» **SHORT TASK**
Transcribe the section of the TBBMM page that starts with "Version 2.1.2008.605 - 22-11-2008" and runs on through "have solved it.".

» **TEXT EXCERPT**
_ _ _ _ _

The Solution - TBBMM

Meet TBBMM, built on top of Intel's Thread Building Block (TBB):

TBBMM vs FastMM Performance Scaling

Intel's Thread Building Block (TBB) source codes and binaries are available for download here under GPL v2 with Run-time Exception.

This was run using the following thread execute code:
DWORD WINAPI threadExecute(LPVOID obj)
    for (int i=0; i<10000000; i++)
        char* test = new char[100];
        delete[] test;
    return 0;

Download TBBMM

Latest Version: 09-09-2010 (Updated on 09 September 2010)

Download the TBBMM here:

download    BorlndMM-09-09-2010.zip    98.94kB

Installation: Close RAD Studio and backup the existing BorlndMM.dll in your CodeGear RAD Studio Bin folder. Then, unzip the archive into the Bin folder.

For support, visit the TBBMM Forum.


By downloading, you agree to the following terms and conditions:
  • TBBMM.dll and BorlandMM.dll contained in the archive can be freely distributed
  • You have agreed to the Intel's Threading Building Block GPL v2 with Run-time Exception license
  • Other standard software EULAs such as this.

Change History

Version 09-09-2010
  • BorlndMM reverted to plain wrapper for TBBMM.dll.
  • TBB memory allocator v2.2 and v3.0 commercial aligned release update 2 are included in the archive.
  • Starting v2.2, the TBB memory allocator will return freed memory back to the OS, but it will still use more memory than FastMM4 and WinHeap.
Version 2.1.2008.605 - 22-11-2008
  • Solved more incompatibility issues when running with CodeGuard.
Version 2.1.2008.605 - 19-11-2008
  • With the previous version, CodeGuard was complaining about 'Bad Parameters' when it is enabled with TBBMM.
  • Padding 4 bytes to GetMem calls seem to have solved it.
Version 2.1.2008.605 - 18-11-2008
  • As TBB's allocator only has bins up to 8064 bytes, anything above will fall back to Microsoft CRT's malloc / free.
  • MS CRT's malloc / free for medium sizes are painfully slow - like 20 times slower than FastMM.
  • This version falls back to FastMM instead of MS CRT.
  • TBBMM.dll is now standalone (no longer requires MSVCR90.dll and TBBMALLOC.dll)
Version 2.1.2008.605 - 16-11-2008
  • Pilot Release

_ _ _ _ _

» **DATA**
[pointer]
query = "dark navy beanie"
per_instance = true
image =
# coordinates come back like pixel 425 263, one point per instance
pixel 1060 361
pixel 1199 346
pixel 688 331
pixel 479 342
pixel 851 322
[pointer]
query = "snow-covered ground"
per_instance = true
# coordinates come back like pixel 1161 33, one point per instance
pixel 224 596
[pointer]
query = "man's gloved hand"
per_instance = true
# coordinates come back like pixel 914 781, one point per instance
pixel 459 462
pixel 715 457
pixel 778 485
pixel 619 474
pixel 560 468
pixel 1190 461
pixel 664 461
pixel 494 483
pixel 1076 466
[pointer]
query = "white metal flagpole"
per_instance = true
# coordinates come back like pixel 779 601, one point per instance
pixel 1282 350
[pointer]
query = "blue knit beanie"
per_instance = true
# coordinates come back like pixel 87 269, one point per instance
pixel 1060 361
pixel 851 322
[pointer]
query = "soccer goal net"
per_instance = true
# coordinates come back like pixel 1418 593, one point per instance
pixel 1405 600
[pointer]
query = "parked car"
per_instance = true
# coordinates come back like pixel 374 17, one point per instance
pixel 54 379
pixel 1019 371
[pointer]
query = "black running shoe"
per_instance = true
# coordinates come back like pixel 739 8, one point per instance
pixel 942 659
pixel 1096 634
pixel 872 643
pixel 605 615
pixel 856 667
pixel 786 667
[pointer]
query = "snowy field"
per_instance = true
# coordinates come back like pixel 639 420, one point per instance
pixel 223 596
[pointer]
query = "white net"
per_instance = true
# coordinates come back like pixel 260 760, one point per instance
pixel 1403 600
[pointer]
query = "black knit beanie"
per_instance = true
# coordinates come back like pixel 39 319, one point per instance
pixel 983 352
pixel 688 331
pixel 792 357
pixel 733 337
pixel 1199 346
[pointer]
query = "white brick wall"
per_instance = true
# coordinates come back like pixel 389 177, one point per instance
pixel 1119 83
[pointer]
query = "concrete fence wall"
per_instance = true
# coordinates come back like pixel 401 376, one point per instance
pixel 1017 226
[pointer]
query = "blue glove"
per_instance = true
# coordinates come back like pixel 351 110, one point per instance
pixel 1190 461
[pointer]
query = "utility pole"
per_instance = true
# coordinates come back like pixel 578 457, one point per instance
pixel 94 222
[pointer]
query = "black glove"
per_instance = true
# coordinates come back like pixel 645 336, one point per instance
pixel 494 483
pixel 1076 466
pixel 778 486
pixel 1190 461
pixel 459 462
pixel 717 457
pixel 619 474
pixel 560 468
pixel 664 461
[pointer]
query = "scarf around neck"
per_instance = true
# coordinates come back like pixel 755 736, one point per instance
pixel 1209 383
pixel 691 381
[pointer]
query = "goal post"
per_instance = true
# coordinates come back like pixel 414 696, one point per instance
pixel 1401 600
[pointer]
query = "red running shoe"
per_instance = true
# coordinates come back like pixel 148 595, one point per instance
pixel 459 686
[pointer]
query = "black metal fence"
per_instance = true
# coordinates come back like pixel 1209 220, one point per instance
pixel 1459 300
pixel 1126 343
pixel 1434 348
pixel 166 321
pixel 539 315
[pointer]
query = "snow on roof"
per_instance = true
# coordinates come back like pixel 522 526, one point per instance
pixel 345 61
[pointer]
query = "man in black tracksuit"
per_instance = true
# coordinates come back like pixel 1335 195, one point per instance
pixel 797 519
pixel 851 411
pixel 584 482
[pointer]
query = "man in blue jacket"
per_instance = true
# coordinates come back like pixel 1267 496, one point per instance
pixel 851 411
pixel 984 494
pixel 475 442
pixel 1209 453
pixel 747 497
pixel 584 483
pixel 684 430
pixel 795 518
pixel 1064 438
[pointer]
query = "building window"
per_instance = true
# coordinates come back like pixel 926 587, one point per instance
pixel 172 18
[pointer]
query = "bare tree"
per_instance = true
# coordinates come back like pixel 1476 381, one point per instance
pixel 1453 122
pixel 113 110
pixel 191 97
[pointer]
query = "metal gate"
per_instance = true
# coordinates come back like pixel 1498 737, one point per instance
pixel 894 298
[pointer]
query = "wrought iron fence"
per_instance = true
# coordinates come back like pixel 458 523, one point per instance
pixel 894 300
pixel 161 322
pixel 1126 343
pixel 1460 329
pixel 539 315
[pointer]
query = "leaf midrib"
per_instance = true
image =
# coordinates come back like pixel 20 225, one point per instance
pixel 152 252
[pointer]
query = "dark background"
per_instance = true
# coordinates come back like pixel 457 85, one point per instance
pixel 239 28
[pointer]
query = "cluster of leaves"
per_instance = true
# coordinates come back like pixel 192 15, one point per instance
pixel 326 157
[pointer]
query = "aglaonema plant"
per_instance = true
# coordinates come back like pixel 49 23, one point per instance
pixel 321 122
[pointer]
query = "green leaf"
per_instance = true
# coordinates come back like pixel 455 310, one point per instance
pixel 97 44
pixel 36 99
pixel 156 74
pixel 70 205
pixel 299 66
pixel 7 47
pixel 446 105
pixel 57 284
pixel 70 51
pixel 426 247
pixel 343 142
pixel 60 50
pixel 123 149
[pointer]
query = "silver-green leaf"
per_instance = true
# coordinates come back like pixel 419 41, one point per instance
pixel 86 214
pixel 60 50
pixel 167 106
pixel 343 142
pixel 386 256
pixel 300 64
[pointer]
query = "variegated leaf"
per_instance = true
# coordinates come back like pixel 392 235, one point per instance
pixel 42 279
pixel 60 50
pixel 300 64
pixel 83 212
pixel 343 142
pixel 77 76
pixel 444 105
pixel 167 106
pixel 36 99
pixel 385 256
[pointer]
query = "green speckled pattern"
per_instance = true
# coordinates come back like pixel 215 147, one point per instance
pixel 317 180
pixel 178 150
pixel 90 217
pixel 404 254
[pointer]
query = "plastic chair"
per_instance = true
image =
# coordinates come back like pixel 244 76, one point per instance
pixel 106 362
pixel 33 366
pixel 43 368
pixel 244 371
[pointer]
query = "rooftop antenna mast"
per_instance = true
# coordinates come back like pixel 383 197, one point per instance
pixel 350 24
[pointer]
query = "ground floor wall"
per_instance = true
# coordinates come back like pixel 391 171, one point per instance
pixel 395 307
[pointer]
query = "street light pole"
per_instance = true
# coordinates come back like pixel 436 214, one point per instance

_ _ _ _ _

» **WORKED SOLUTION**
Version 2.1.2008.605 - 22-11-2008
  • Solved more incompatibility issues when running with CodeGuard.
Version 2.1.2008.605 - 19-11-2008
  • With the previous version, CodeGuard was complaining about 'Bad Parameters' when it is enabled with TBBMM.
  • Padding 4 bytes to GetMem calls seem to have solved it.